**What is required:**
Here are some records. Transcribe all of them exactly.

Data items:
--------

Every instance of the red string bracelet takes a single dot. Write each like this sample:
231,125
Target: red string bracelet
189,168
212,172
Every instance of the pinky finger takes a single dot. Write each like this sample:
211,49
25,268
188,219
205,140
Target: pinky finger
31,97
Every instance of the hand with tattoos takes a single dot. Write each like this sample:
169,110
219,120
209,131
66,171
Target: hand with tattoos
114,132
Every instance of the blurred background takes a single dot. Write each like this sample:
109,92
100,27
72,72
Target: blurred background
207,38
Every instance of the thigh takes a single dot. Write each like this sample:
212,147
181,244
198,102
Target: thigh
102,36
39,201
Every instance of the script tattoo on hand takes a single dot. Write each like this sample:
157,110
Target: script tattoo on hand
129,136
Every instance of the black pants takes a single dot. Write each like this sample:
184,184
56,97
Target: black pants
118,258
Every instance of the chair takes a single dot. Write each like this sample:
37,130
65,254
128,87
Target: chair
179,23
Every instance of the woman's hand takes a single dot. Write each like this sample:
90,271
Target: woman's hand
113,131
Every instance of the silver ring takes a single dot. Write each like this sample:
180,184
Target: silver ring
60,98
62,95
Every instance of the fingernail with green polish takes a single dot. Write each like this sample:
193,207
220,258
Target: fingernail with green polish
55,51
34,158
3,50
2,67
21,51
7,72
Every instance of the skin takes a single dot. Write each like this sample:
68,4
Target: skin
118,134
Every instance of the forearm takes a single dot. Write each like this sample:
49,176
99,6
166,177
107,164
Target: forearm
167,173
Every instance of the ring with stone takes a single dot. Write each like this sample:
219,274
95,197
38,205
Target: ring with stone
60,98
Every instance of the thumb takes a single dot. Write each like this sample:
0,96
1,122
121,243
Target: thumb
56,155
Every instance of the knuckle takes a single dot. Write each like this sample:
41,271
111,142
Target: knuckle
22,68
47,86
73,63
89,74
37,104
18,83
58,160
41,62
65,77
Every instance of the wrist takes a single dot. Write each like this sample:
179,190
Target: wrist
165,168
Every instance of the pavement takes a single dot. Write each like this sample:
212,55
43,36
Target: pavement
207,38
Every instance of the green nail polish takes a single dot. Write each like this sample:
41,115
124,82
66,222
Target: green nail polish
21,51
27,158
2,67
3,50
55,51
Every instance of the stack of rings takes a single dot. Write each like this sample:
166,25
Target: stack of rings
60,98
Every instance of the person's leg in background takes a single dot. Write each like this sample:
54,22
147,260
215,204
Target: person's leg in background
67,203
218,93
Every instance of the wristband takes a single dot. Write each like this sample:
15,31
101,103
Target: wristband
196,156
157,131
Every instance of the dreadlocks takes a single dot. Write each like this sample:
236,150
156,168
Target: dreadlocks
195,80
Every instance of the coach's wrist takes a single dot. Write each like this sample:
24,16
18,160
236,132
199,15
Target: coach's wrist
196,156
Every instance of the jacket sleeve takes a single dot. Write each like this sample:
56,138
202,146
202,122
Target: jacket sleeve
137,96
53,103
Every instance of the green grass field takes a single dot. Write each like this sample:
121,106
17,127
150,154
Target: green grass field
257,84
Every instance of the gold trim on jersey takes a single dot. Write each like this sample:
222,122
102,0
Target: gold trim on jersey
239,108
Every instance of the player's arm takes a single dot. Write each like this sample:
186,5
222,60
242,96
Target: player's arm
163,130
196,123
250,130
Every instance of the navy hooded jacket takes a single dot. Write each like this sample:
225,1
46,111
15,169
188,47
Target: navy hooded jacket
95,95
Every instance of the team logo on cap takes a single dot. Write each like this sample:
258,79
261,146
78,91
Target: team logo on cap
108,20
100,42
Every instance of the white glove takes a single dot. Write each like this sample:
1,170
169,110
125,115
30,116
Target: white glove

--------

**Written solution:**
Every instance of the red string bracelet takes a single dot. Write each like this sample:
231,125
Target: red string bracelet
189,168
212,172
Every instance of the pinky finger takes a single dot. Write each like this sample:
211,49
25,268
188,219
205,140
Target: pinky finger
31,97
Every instance of the hand with tattoos takes a single dot. Write each like this sample:
169,110
219,120
209,131
66,171
Target: hand with tattoos
114,132
Every instance of the blurred background takes a single dot. Write each like this sample:
109,92
100,27
72,72
Target: blurred background
207,38
Every instance of the thigh takes a single dot. Write each like this sample:
212,147
181,244
198,102
Target: thigh
102,36
39,201
Every instance of the script tattoo on hand takes a single dot. Write each like this sample:
157,110
Target: script tattoo on hand
129,136
Every instance of the black pants takes a single dot. Write each like this sample:
184,184
56,97
Target: black pants
118,258
Every instance of the chair takes a single dot. Write each like this sample:
37,130
65,254
128,87
Target: chair
179,23
Every instance of the woman's hand takes a single dot. Write each like this sample:
90,271
Target: woman's hand
113,131
Every instance of the silver ring takes a single dot. Write each like this sample:
180,184
Target: silver ring
60,98
62,95
Every instance of the fingernail with green polish takes a single dot. Write each like this sample:
193,207
220,258
Target: fingernail with green polish
55,51
34,158
3,50
2,67
21,51
7,72
Every instance of the skin takes a single dot. Write each like this sample:
68,4
Target: skin
118,134
Every instance of the forearm takes a single dot. Write each like this sample:
49,176
99,6
166,177
107,164
Target: forearm
167,173
Every instance of the ring with stone takes a single dot. Write each like this sample:
219,274
95,197
38,205
Target: ring with stone
60,98
Every instance of the thumb takes a single dot. Write each like this sample:
0,96
1,122
121,243
Target: thumb
56,155
Every instance of the knuckle takes a single dot. Write each like this sample:
41,271
111,142
Target: knuckle
22,68
47,86
73,63
89,74
37,104
18,83
58,160
41,62
65,77
Every instance of the wrist takes a single dot. Write each like this sample:
179,190
Target: wrist
165,168
Every instance of the pavement takes a single dot. Write each like this sample:
212,55
43,36
Target: pavement
207,38
Every instance of the green nail polish takes a single dot. Write each like this sample:
41,115
124,82
66,222
Target: green nail polish
21,51
27,158
2,67
3,50
55,51
Every instance of the stack of rings takes a single dot. Write each like this sample:
166,25
Target: stack of rings
60,98
Every instance of the person's leg in background takes a single dot. Write each like this sample:
54,22
147,260
215,204
Target: person's leg in background
67,203
218,93
Every instance of the wristband takes a single dot. Write each like this sample:
15,31
101,103
Target: wristband
196,156
157,131
Every instance of the dreadlocks takes a single dot. Write each like this sample:
236,150
156,168
Target: dreadlocks
195,80
Every instance of the coach's wrist takes a single dot. Write each like this sample:
24,16
18,160
236,132
199,15
Target: coach's wrist
196,156
Every instance of the jacket sleeve takes a single dot. Write each like this sample:
56,138
202,146
202,122
Target: jacket sleeve
137,96
53,103
Every instance of the green grass field takes a single dot. Write each like this sample:
121,106
17,127
150,154
Target: green grass field
257,84
Every instance of the gold trim on jersey takes a single dot. Write each like this sample:
222,122
102,0
Target: gold trim on jersey
239,108
Every instance of the player's arm takes a single dot. Write each like this sample:
186,5
222,60
242,96
Target: player's arm
163,130
196,123
250,130
Every instance of the navy hooded jacket takes a single dot. Write each like this sample:
225,1
46,111
15,169
188,47
Target: navy hooded jacket
95,95
Every instance of the team logo on cap takes a single dot. Write each like this sample:
258,79
261,146
78,91
Target: team logo on cap
108,20
100,42
Every instance of the white glove takes a single dot. Write each like this sample:
1,170
169,110
125,115
30,116
Target: white glove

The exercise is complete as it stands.